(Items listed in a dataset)
_ _ _ _
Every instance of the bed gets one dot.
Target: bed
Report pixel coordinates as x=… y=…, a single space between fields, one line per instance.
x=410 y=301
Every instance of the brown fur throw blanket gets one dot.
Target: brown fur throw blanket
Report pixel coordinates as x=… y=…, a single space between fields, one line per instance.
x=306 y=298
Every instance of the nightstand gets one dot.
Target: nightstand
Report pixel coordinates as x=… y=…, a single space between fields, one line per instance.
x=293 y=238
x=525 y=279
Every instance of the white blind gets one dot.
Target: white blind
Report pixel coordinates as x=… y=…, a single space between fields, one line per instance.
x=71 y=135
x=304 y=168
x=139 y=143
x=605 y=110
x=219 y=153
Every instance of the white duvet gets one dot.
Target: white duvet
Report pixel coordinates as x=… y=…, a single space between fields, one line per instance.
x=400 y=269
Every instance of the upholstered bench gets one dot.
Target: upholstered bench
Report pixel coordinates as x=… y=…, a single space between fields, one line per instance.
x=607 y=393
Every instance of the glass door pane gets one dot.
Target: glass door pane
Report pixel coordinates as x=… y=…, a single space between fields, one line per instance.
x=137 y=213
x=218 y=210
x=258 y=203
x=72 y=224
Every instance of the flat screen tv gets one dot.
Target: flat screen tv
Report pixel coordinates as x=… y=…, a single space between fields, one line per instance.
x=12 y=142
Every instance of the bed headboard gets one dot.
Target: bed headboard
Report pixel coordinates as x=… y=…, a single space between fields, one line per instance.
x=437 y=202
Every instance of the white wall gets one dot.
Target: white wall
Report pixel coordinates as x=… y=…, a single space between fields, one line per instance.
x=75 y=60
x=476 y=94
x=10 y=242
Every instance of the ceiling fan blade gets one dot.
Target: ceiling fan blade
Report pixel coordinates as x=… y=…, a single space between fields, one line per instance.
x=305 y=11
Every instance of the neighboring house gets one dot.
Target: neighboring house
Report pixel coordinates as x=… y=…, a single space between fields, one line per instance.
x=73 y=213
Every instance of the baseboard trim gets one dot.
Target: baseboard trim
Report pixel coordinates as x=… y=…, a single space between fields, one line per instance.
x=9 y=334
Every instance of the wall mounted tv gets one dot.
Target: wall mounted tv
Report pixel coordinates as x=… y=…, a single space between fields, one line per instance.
_ _ _ _
> _Task objective_:
Rewrite all of the records above as a numbered list, one line per number, leaving out any blank lines.

> _Completed task_:
1. Every instance of the bed gets one dot.
2. Target: bed
3. Report pixel coordinates as x=… y=…, a single space between fields, one line per instance.
4. x=410 y=301
5. Every instance of the brown fur throw blanket gets one dot.
6. Target: brown fur throw blanket
7. Report pixel coordinates as x=… y=…, a single space between fields, one line per instance.
8. x=306 y=298
9. Every instance of the nightstand gets one dot.
10. Target: nightstand
11. Report pixel coordinates as x=… y=…, a single space between fields, one line per instance.
12. x=293 y=238
13. x=525 y=279
14. Every instance of the white blind gets one dot.
15. Target: white blind
16. Report pixel coordinates as x=… y=…, a single space between fields, one line per instance.
17. x=71 y=135
18. x=304 y=168
19. x=139 y=143
20. x=605 y=110
21. x=219 y=153
22. Every instance of the white duvet gets one dot.
23. Target: white duvet
24. Report pixel coordinates as x=… y=…, a single space between fields, one line per instance.
25. x=400 y=269
26. Every instance of the upholstered bench gets one dot.
27. Target: upholstered bench
28. Report pixel coordinates as x=… y=…, a single space between fields, one line per instance.
29. x=607 y=393
30. Every instance of the glass door pane gets one dot.
31. Target: glass door pane
32. Report pixel coordinates as x=… y=…, a single space between fields, one line per instance.
33. x=137 y=213
34. x=218 y=210
35. x=258 y=203
36. x=72 y=224
37. Every instance of the flat screen tv gets one dot.
38. Target: flat screen tv
39. Report pixel coordinates as x=… y=…, a single space between fields, one line per instance.
40. x=12 y=142
41. Every instance of the bed headboard gets one dot.
42. Target: bed headboard
43. Report pixel coordinates as x=… y=…, a single space between fields, one line per instance.
44. x=437 y=202
45. Every instance of the white wall gets one dot.
46. Target: white wall
47. Report pixel coordinates as x=… y=…, a single space between fields, one line per instance.
48. x=75 y=60
49. x=476 y=94
50. x=10 y=242
51. Every instance of the ceiling fan blade gets one dot.
52. Target: ceiling fan blade
53. Report pixel coordinates as x=… y=…, a single space between fields, one line per instance.
54. x=305 y=11
55. Every instance of the neighboring house gets one dot.
56. Target: neighboring house
57. Report pixel coordinates as x=… y=…, a single space between fields, one line per instance.
58. x=73 y=213
59. Every instance of the baseboard trim gets one dot.
60. Target: baseboard trim
61. Report pixel coordinates as x=… y=…, a single space between fields, one line per instance.
62. x=9 y=334
63. Every instance of the wall mounted tv gets one dot.
64. Target: wall mounted tv
65. Report pixel coordinates as x=… y=…, a single space between fields, one line per instance.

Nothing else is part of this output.